#### SHORT EXERCISE 1
Rewrite the belt sanding thread starting at "I bought 3 of" and ending at "miss them !!", renaming "military surplus sale" to "estate auction" throughout.
#### SHORT EXERCISE 2
Carry the belt sanding thread on from where it stops.

#### PROVIDED TEXT
— begin —

# Belt sanding



## JackDuren (Oct 10, 2015)

I normally won't waste time with a vacuum on a belt sander unless it's using the factory bag on a Bosch, but today I decided I didn't want to clean up Masonite dust so I hooked up the shop vac I normally just tape the PC sanders off, but I was happy with the results..


----------



## jwoodcraft (7 mo ago)

Good idea. I have one of those and man that thing _eats_ cords. Always have to put the cord over my shoulder.


----------



## wildwoodbybrianjohns (Aug 22, 2019)

jwoodcraft said:


> man that thing _eats_ cords.


Ha, so funny. So true. They all do that.


----------



## JackDuren (Oct 10, 2015)

I’m going to have buy the bags for the Shop Vac rather than the foam filter..


----------



## John Smith_inFL (Dec 15, 2017)

that sander is a work horse !!!
I bought 3 of them new, in the box at a military surplus sale and they served me well for over 3 decades. Sadly, when my stuff was in storage, there was a small leak in the roof that went unnoticed for a couple of years and all 3 machines were toast. I really miss them !!


----------



## JackDuren (Oct 10, 2015)

PC is okay, but the Bosch is better because of bag location If your right handed. I pick them up at Pawn shops every time I see one.

— end —

#### PROVIDED DATA
— begin —

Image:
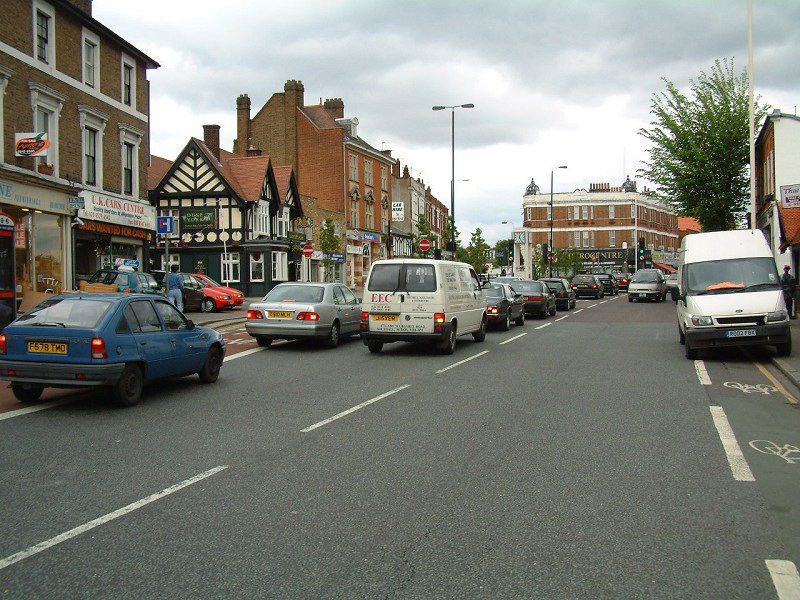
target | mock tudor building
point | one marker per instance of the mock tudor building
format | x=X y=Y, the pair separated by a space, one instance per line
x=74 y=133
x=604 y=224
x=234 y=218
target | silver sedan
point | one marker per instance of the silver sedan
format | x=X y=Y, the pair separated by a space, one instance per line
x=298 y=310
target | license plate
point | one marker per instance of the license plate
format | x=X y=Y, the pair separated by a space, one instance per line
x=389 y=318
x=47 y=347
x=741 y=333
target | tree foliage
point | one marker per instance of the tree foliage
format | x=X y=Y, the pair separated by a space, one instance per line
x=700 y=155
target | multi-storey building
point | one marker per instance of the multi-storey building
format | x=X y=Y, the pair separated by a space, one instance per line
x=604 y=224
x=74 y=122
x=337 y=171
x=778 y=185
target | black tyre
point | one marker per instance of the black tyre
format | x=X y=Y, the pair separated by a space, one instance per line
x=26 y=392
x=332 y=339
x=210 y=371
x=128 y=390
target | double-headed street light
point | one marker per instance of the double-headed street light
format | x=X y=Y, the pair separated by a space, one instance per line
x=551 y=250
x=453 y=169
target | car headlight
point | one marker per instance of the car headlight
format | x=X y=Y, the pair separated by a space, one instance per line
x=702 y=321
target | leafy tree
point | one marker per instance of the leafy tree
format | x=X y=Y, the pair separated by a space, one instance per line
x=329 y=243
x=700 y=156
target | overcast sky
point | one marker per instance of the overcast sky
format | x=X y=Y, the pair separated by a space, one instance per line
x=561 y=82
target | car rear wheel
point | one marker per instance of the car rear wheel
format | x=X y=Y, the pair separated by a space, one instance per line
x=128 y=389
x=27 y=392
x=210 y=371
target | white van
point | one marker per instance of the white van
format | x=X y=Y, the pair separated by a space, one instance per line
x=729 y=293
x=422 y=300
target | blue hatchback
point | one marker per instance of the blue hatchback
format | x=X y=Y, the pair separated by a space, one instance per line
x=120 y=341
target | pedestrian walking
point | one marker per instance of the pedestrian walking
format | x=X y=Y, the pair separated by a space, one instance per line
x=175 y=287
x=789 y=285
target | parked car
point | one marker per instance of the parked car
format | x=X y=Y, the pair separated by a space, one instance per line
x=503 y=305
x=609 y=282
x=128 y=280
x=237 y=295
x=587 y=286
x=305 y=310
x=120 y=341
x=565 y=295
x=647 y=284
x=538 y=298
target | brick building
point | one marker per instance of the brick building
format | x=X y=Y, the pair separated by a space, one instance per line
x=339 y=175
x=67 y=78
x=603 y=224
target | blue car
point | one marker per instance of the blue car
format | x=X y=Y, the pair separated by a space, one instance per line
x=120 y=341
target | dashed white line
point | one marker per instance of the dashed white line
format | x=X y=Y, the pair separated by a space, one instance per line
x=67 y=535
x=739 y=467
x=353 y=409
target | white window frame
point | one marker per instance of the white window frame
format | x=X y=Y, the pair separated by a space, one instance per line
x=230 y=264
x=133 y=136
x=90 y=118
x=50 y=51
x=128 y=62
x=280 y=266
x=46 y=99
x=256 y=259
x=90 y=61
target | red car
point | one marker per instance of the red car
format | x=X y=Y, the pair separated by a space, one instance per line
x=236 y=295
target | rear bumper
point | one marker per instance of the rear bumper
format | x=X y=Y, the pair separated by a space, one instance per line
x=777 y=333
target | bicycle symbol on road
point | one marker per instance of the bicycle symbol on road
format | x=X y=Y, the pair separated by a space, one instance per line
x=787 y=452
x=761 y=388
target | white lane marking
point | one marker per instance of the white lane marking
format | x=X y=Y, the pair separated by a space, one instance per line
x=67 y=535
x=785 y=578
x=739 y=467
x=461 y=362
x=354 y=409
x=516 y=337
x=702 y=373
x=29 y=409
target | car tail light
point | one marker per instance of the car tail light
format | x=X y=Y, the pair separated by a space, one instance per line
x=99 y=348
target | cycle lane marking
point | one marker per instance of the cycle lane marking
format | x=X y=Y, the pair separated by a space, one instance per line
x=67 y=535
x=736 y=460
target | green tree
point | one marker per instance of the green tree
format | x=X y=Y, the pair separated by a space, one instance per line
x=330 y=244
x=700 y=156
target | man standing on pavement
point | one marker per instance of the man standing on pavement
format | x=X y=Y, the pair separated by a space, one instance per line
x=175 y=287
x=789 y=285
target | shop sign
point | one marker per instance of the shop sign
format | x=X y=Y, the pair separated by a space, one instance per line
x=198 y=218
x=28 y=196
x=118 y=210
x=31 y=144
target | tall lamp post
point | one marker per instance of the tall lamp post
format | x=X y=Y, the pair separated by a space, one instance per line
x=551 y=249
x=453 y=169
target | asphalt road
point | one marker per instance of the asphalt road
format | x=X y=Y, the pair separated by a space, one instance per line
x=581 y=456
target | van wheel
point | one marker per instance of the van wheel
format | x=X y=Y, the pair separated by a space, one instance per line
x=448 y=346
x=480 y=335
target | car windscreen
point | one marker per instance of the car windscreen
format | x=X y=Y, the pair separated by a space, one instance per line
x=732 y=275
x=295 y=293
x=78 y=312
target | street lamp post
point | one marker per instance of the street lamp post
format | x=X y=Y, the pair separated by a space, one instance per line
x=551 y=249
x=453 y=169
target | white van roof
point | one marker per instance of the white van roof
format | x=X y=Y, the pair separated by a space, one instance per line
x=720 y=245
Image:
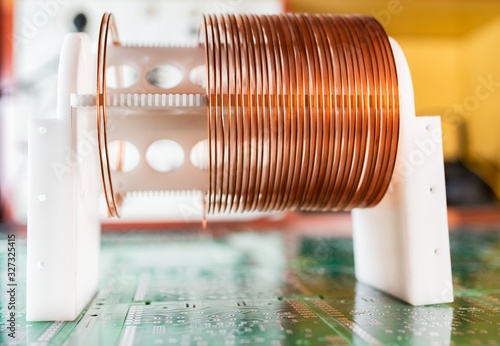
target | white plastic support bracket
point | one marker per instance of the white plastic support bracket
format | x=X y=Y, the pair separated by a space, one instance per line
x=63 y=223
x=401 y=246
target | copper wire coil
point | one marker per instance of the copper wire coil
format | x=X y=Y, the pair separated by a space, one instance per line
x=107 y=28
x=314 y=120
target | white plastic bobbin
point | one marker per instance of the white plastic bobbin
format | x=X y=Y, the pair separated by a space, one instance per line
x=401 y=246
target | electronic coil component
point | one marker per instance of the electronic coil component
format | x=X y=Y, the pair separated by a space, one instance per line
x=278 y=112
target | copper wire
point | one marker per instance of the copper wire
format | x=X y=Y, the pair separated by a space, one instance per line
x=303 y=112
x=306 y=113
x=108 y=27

— end —
— begin —

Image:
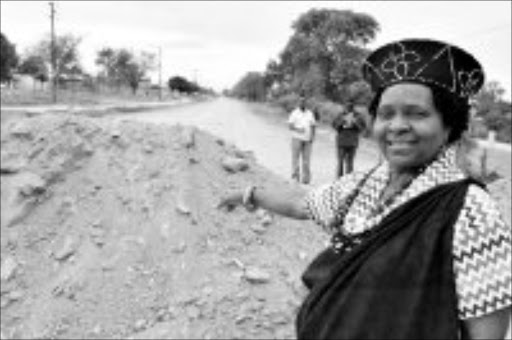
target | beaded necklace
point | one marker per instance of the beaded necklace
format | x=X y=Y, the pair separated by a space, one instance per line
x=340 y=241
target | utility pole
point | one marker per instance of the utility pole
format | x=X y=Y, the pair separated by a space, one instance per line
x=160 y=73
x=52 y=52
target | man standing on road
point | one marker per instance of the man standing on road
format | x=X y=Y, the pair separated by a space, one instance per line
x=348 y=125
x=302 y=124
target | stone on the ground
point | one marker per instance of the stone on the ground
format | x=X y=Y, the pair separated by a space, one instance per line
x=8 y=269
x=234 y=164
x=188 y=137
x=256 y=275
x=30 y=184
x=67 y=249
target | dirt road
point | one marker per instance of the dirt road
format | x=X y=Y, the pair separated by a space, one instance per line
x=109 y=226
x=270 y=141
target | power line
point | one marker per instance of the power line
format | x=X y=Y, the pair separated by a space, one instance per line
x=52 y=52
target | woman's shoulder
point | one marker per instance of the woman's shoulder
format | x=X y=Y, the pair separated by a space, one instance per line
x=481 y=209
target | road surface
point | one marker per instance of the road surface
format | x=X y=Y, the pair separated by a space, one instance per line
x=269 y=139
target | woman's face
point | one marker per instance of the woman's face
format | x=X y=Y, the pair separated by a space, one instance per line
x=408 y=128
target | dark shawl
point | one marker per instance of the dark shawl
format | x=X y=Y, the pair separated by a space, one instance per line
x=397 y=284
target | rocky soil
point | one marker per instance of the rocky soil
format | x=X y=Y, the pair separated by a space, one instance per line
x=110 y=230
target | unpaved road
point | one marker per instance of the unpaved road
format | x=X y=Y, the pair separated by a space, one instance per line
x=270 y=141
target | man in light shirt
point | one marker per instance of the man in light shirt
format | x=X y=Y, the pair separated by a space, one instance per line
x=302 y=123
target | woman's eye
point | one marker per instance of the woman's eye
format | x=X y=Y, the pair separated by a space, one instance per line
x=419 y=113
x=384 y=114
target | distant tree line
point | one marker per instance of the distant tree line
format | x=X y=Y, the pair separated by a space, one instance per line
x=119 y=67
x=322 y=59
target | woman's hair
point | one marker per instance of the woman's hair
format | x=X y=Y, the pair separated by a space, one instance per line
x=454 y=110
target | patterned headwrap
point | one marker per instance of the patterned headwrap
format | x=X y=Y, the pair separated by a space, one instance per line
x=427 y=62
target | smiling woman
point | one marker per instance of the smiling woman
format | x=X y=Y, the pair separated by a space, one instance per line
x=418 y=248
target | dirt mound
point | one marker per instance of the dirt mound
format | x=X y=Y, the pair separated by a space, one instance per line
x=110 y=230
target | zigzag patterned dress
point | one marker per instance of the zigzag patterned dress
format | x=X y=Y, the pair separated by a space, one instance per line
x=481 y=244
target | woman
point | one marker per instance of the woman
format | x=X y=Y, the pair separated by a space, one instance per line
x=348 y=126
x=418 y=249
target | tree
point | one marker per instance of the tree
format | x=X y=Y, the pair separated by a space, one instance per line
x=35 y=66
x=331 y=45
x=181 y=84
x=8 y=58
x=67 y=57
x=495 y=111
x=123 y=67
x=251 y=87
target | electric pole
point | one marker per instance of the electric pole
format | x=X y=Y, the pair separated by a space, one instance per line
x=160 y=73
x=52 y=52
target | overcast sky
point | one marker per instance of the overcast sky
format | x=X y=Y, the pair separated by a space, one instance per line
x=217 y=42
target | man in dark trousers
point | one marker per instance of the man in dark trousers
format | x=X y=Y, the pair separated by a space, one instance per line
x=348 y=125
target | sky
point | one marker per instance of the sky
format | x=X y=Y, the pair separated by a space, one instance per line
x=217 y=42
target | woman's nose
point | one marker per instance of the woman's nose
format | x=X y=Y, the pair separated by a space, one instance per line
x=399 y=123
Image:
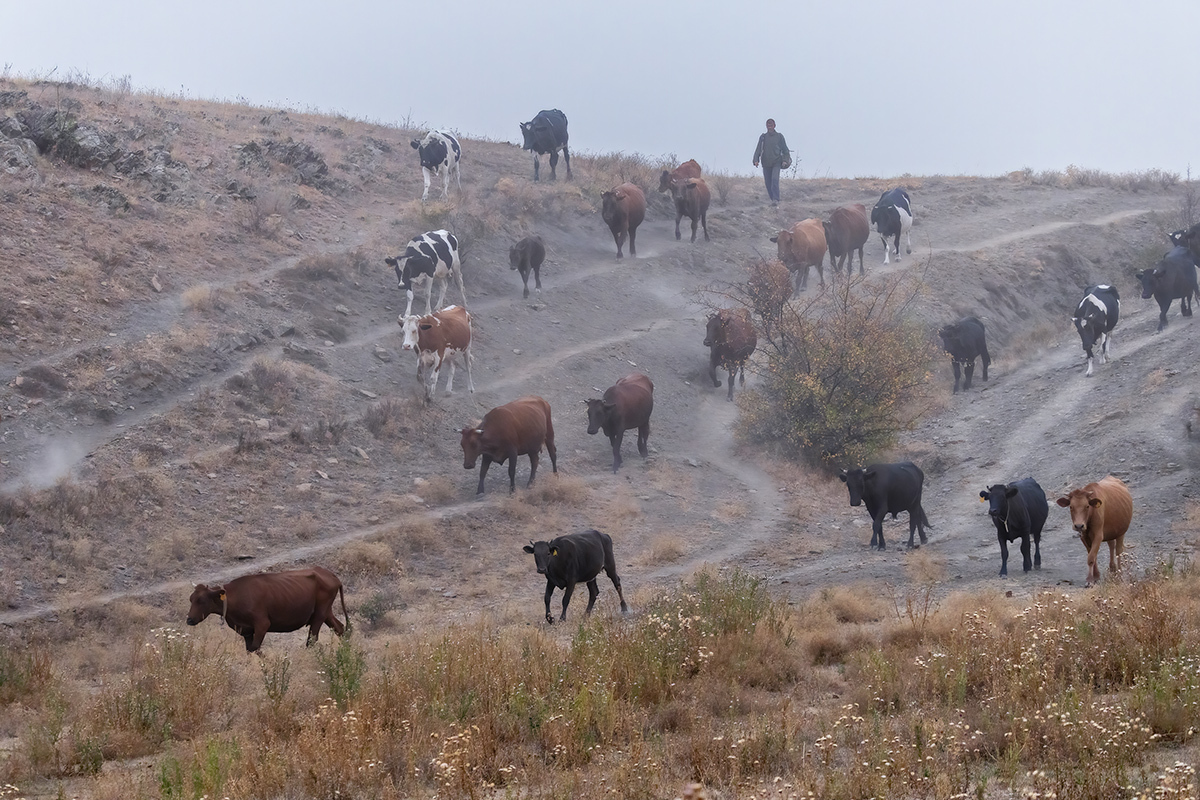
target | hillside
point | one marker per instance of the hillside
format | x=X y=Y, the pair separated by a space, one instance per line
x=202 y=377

— end —

#### FINAL ANSWER 1
I bought 3 of them new, in the box at a estate auction and they served me well for over 3 decades. Sadly, when my stuff was in storage, there was a small leak in the roof that went unnoticed for a couple of years and all 3 machines were toast. I really miss them !!

#### FINAL ANSWER 2
----------



## Popsnsons (Mar 28, 2010)

View attachment 3865405
View attachment 3865405


----------



## Popsnsons (Mar 28, 2010)

This will help with the Shop Vac filter issue.


----------



## bp2878 (Jan 5, 2019)

I bought that same sander for my first woodworking project. I nearly destroyed the maple table top I was making. Needless to say it is way overkill for smoothing out glue lines. Lesson learned! I don't use it very often anymore but it is a BEAST for sure.


----------



## JackDuren (Oct 10, 2015)

bp2878 said:


> I bought that same sander for my first woodworking project. I nearly destroyed the maple table top I was making. Needless to say it is way overkill for smoothing out glue lines. Lesson learned! I don't use it very often anymore but it is a BEAST for sure.


I takes a lot of practice..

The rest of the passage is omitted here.